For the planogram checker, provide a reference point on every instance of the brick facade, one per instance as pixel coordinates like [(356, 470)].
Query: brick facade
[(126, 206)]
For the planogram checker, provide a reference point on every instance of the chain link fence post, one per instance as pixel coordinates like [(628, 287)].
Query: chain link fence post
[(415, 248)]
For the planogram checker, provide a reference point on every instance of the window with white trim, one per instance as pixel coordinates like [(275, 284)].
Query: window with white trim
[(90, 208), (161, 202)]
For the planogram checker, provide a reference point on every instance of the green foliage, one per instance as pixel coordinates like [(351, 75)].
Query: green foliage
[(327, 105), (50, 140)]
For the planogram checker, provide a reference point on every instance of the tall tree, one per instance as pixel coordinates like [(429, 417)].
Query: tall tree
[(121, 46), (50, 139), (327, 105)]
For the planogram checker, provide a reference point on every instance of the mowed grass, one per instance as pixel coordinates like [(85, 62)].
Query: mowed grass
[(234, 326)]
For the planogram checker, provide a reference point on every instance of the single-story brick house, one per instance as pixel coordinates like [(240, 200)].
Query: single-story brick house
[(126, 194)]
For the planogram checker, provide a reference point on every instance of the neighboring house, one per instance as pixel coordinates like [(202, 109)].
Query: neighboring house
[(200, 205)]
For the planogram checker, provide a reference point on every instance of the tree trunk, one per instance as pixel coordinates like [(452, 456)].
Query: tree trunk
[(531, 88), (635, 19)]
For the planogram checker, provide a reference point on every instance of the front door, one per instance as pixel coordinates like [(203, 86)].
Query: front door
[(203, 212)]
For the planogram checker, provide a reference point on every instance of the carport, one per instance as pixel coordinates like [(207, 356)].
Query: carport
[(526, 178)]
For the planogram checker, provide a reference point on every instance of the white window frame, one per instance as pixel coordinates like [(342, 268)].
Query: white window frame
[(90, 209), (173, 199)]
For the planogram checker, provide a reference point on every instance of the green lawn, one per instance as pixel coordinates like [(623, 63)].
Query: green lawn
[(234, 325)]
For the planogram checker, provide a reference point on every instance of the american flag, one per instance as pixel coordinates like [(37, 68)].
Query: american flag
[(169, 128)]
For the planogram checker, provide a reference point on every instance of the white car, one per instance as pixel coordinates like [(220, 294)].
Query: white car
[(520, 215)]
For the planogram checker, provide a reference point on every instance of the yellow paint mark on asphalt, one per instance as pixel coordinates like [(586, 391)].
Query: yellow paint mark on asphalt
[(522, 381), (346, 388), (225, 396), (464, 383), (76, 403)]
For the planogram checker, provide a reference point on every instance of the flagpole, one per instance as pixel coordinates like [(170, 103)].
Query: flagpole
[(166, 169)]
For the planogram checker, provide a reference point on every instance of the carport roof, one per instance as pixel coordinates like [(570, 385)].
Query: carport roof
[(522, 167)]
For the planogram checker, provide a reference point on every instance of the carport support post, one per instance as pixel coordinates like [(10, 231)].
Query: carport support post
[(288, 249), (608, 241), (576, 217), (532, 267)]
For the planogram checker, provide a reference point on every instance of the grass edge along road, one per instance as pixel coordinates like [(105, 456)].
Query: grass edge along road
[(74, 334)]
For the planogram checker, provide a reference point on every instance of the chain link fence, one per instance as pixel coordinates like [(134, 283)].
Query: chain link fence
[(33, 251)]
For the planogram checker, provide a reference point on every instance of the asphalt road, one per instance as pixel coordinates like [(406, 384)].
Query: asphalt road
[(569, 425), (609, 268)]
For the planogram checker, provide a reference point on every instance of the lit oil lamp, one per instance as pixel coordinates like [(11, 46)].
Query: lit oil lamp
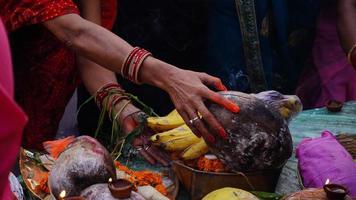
[(120, 188), (335, 191), (62, 196)]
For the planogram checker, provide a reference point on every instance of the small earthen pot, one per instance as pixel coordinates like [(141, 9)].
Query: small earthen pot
[(335, 191), (334, 106), (120, 188)]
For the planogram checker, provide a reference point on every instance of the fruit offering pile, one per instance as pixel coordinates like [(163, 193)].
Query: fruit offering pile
[(174, 136)]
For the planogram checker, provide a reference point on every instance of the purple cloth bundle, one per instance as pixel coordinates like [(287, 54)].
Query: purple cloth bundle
[(325, 158)]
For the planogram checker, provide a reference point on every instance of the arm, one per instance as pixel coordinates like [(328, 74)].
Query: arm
[(95, 76), (347, 26), (188, 90)]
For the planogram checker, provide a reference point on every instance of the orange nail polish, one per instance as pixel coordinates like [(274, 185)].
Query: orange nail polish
[(211, 139), (221, 87), (223, 133), (235, 109)]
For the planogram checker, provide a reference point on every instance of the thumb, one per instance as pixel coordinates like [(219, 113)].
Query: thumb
[(212, 81)]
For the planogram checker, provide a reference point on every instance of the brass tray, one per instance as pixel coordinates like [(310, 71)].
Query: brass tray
[(200, 183), (29, 166)]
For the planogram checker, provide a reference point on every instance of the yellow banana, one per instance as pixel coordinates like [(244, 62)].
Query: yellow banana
[(195, 150), (171, 121), (229, 193), (179, 144), (183, 130)]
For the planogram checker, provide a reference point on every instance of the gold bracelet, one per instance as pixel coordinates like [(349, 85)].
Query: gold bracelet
[(349, 54)]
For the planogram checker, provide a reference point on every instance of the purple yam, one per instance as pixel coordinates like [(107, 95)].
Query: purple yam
[(83, 163), (258, 136)]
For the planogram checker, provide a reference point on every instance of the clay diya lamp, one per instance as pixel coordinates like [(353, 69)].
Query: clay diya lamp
[(335, 191), (334, 106), (120, 188)]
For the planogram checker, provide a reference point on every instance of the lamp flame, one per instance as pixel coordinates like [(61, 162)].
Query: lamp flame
[(62, 194)]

==*==

_EXERCISE DIRECTIONS_
Nothing but the lines from the one with "like [(328, 74)]." through the end of the data above should be repeated, each exactly as it stands.

_PROBLEM SOLUTION_
For the planogram checker, provide a reference point on every instance of the arm, one per instance as pixel coordinates like [(328, 74)].
Query: arm
[(95, 76), (347, 26), (188, 90)]
For the planogram checker, provide a reference point on every instance of the orange nail polish, one per instance as pixel coordinates like [(274, 185)].
Query: orange nail polish
[(211, 139), (221, 87), (223, 133), (235, 109)]
For the planogram checker, provide a reference point on every instance of the thumb, one per instance as pixel coordinates like [(219, 113)].
Query: thumb
[(212, 81)]
For the planogram checker, provide a reference point on every instance of the brass tray, one per instance as pixel coordinates like [(310, 71)].
Query: brass tray
[(200, 183), (29, 166)]
For the planogram checker, provide a reference point on every instance of the yellow banana, one per instance as pixel coordinates like [(244, 62)].
Query: yellow banana
[(195, 150), (171, 121), (229, 193), (179, 144), (183, 130)]
For the planogram checker, provide a reference point on every instance of the gold bracelet, one per instance as pixel coordinates like [(349, 85)].
Query: gold bracelet
[(349, 54)]
For the planogram checker, provide a reference point on every instance of the purple yam, one per instance as pixel coordinates like [(107, 95)].
Query: purple yam
[(83, 163), (258, 136)]
For the planogram checker, provide a reference point on every instance of the clay diya lamp, one per instance as pixel coordinates like [(353, 69)].
Query: clay diya lamp
[(335, 191), (334, 106), (120, 188)]
For the planogram checker, provide a reference point on every instance of the lamp flame, one per instance as pixel coordinates like [(61, 162)].
Query: lamp flame
[(62, 194)]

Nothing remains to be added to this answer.